··· 文書抜粋

Meister植竹のブログ=Vol.7=

オーディオファンの皆さま。こんにちは。IDK Audioセンター長の植竹です。
植竹ブログ第7回目です。

山水電気(サンスイ・SANSUI)プリメインアンプAU-07シリーズの変遷〈後編〉

その後、山水電気(サンスイ・SANSUI)は、AU-αシリーズを発売します。
AU-α907/α707/α607 (1986年)からは、上記回路の熟成が中心になっていきますが、AU-α907i MOS LIMITED(1987年)で当時話題になっていた出力素子「MOS FET」を限定採用しました。
これまでの温度感が高い音質から高解像度でワイドレンジな音色への変貌は、当時のオーディオ評論家の評価も高く、実際にその音を聴いたオーディオファンを十分に納得させる銘機となりました。AU-α907i MOS LIMITEDの登場が、後に発売される製品群の「サンスイサウンド」を語る上での分岐点といえます。
少し話を戻します。
AU-X1 (1979年)では、当時最新だった出力素子「FET」の性能に迫るために、サンケン電気が開発したTO-3型(金属パッケージ)の「LAPT」を採用していました。セパレートアンプを凌駕する音質を実現して手応えを感じていたサンスイは、MOS FETではなくLAPTを採用するタイミングを計っていたと考えられます。
後に発表されるAU-α907L EXTRA/α707L EXTRA/α607L EXTRA(1989年)から出力素子に新開発した「新LAPT」を採用します。「MOS FET」に肉薄する高解像度を有し、そこにしなやかさが加わった音色はまさにサンスイサウンドです。
AU-α907L EXTRA/α707L EXTRA/α607L EXTRA以降は、限定モデルには「MOS FET」、スタンダードモデルには「LAPT」を搭載し、「後期のサンスイサウンド」の音色が決定づけられていきます。
それでは、また次回お会いしましょう。

······
··· データセット

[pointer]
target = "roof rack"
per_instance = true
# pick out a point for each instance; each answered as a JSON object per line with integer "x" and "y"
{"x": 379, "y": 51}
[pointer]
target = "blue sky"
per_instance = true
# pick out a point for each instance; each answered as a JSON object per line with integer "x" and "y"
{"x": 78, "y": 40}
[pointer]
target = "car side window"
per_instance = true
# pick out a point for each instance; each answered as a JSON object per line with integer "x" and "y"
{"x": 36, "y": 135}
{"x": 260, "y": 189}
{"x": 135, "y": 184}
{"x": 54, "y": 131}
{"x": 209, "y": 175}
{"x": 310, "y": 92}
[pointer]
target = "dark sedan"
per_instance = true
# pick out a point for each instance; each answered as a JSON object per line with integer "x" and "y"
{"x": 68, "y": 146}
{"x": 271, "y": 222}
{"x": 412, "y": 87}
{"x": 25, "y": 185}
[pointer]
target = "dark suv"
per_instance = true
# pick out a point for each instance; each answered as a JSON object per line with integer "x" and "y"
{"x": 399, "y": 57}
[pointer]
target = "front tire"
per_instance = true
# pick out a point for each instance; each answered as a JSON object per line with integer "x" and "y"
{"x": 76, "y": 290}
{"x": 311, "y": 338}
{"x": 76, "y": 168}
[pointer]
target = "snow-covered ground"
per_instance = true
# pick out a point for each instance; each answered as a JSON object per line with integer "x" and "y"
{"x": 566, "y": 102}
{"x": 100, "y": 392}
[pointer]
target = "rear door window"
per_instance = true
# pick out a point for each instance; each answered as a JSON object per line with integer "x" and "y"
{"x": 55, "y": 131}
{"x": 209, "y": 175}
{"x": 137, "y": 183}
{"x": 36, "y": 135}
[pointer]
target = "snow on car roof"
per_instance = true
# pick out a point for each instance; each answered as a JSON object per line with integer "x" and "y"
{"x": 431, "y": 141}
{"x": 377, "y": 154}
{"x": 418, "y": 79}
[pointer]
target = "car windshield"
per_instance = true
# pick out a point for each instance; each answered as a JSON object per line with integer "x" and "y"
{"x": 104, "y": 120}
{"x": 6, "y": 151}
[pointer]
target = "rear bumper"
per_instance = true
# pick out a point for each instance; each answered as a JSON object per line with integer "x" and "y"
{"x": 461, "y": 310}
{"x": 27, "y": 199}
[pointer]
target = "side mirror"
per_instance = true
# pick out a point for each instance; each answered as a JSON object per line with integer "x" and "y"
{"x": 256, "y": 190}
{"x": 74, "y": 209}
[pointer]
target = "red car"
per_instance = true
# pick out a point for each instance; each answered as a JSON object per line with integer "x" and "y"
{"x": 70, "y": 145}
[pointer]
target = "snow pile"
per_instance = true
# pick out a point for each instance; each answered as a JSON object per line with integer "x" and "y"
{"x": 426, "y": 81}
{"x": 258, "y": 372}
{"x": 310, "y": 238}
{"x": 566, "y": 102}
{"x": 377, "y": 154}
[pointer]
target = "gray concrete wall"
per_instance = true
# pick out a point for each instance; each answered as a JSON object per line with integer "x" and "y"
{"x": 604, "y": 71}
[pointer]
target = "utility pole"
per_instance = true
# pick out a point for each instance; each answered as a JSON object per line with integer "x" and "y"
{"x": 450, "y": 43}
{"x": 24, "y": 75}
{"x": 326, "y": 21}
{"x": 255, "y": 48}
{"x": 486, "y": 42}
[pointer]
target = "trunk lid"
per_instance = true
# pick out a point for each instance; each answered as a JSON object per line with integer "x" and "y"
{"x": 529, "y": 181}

······

- _演習課題_:
a: 抜粋のうち、「植竹ブログ第7回目です。」を含む語句で始まり「MOS LIMITED(1987年)で当時話題になっていた出力素子「MOS FET」を限定採用しました。」で終わる部分を、一字も変えずに書き写してください。
b: 抜粋の中で出力素子として名前が挙がっているものを、すべて列挙してください。
一覧は抜粋とは別個の資料です。

- _課題別解答_:
a:
植竹ブログ第7回目です。

山水電気(サンスイ・SANSUI)プリメインアンプAU-07シリーズの変遷〈後編〉

その後、山水電気(サンスイ・SANSUI)は、AU-αシリーズを発売します。
AU-α907/α707/α607 (1986年)からは、上記回路の熟成が中心になっていきますが、AU-α907i MOS LIMITED(1987年)で当時話題になっていた出力素子「MOS FET」を限定採用しました。

b:
- MOS FET
- FET
- LAPT
- 新LAPT